> Exercise aim:
Show each line of the data below in which "phrase" occurs.

Stored items
=== Begin Enclosure ===

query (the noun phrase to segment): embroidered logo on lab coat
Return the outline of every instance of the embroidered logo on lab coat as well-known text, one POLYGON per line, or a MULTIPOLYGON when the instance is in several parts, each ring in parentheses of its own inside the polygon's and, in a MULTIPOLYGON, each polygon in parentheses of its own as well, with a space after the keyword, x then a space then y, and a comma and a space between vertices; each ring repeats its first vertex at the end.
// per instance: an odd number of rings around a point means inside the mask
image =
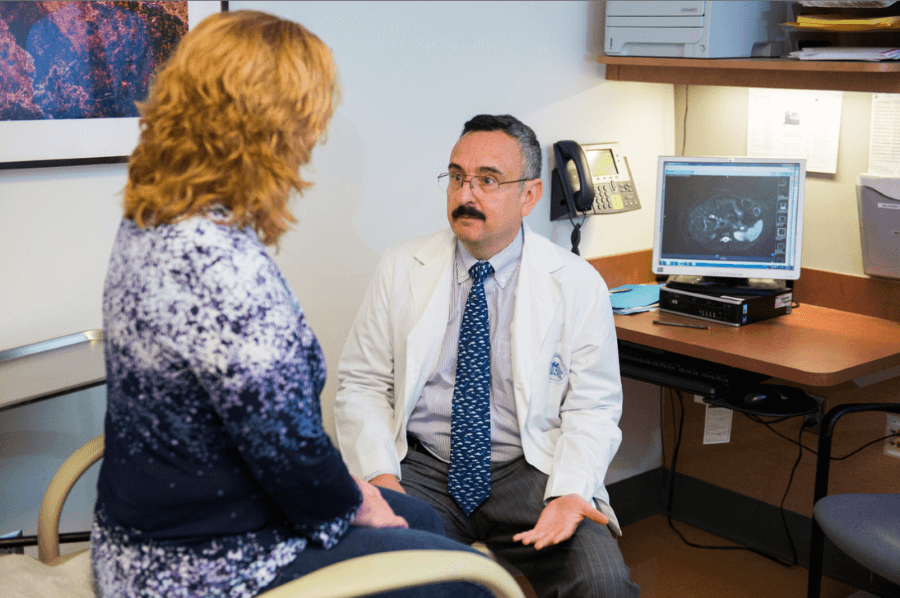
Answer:
POLYGON ((559 353, 550 360, 550 380, 553 382, 562 382, 566 378, 566 366, 563 363, 559 353))

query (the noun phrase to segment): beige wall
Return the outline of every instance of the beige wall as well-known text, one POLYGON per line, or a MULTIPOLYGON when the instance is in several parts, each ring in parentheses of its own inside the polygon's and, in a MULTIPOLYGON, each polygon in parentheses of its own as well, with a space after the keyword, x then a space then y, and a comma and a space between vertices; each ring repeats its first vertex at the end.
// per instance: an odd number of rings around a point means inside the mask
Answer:
MULTIPOLYGON (((747 96, 746 87, 676 85, 676 152, 747 155, 747 96)), ((856 178, 869 168, 871 108, 872 94, 844 92, 837 173, 807 175, 804 268, 864 276, 856 178)))

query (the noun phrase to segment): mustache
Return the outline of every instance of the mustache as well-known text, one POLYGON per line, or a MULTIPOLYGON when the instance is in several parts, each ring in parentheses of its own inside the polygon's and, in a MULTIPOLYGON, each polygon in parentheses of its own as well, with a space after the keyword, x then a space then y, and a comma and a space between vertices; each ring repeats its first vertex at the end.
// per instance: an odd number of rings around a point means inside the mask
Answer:
POLYGON ((469 216, 471 218, 478 218, 479 220, 487 220, 485 215, 482 212, 479 212, 472 206, 460 205, 455 210, 450 213, 450 216, 453 217, 454 220, 461 218, 462 216, 469 216))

=== End Enclosure ===

> Reply:
query (the noun phrase to segment): embroidered logo on lab coat
query (the noun phrase to segment): beige wall
query (the noun phrase to segment): mustache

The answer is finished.